→ **Required task 1**: Gather every line of the entries that contains the word "earring", matching its case exactly.

━━━━━━

Peak Current-Limit Protection

The RT6256BH/CH integrates a high-side MOSFET current

limit protection for preventing inductor saturation or avoiding

any possibility of damage caused by too much inrush

current. For implementing peak current limit protection,

there is a ILIMIT_PEAK level ( 11A) is compared to switching

current during high-side MOSFET turned on, as shown in

Figure 3. As the inductor current IL reaches the ILIMIT_PEAK,

the on-time is terminated to limit the load current. Further,

low-side MODFET is turned on to discharge the inductor

current till VOUT is lower than the internal VREF. For

regulating the output voltage, high-side MOSFET is turned

on which is the cycle-by-cycle current limit. However, if

this situation still exists and the duty cycle is suppressed,

output voltage cannot be regulated and starts falling. Once,

the output voltage below UVP level, the RT6256BH/CH is

going to enter hiccup mode.

━━━━━━

→ **Required task 2**: Write out the current-limit protection passage word for word, beginning at the words "regulating the output" and stopping after "enter hiccup mode.".

━━━━━━

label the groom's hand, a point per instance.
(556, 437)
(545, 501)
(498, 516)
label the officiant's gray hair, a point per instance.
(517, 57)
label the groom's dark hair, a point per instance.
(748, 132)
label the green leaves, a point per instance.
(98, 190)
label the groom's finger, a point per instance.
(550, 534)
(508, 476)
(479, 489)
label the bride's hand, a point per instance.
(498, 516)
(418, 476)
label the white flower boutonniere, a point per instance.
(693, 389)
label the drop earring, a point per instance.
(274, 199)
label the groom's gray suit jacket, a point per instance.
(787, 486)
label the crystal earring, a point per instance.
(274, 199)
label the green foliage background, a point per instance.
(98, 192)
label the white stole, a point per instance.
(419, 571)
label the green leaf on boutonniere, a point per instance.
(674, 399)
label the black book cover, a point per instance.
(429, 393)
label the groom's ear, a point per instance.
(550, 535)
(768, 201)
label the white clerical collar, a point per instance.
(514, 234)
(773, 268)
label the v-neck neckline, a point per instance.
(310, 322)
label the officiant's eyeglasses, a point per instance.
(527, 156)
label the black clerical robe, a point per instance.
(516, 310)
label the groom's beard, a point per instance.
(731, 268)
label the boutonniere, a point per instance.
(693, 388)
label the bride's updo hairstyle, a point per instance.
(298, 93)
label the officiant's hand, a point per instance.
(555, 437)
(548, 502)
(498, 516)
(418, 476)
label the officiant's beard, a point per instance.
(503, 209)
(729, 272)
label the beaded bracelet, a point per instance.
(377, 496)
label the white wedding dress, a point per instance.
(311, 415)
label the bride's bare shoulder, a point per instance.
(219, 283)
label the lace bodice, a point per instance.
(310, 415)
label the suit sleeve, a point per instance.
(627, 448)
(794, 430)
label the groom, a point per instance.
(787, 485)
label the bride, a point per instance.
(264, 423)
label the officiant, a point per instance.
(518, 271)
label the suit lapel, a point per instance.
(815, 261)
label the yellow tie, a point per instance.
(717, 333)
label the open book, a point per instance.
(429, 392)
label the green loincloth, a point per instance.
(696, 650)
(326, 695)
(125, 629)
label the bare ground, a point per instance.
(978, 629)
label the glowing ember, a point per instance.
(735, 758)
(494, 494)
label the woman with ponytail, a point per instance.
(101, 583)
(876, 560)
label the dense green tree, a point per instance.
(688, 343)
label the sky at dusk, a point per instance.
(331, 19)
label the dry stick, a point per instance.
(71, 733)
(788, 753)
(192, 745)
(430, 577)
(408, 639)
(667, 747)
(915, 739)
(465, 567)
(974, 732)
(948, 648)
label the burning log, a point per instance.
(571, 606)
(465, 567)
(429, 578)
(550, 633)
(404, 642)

━━━━━━

→ **Task solution 1**:
label the drop earring, a point per instance.
label the crystal earring, a point per instance.

→ **Task solution 2**:
regulating the output voltage, high-side MOSFET is turned

on which is the cycle-by-cycle current limit. However, if

this situation still exists and the duty cycle is suppressed,

output voltage cannot be regulated and starts falling. Once,

the output voltage below UVP level, the RT6256BH/CH is

going to enter hiccup mode.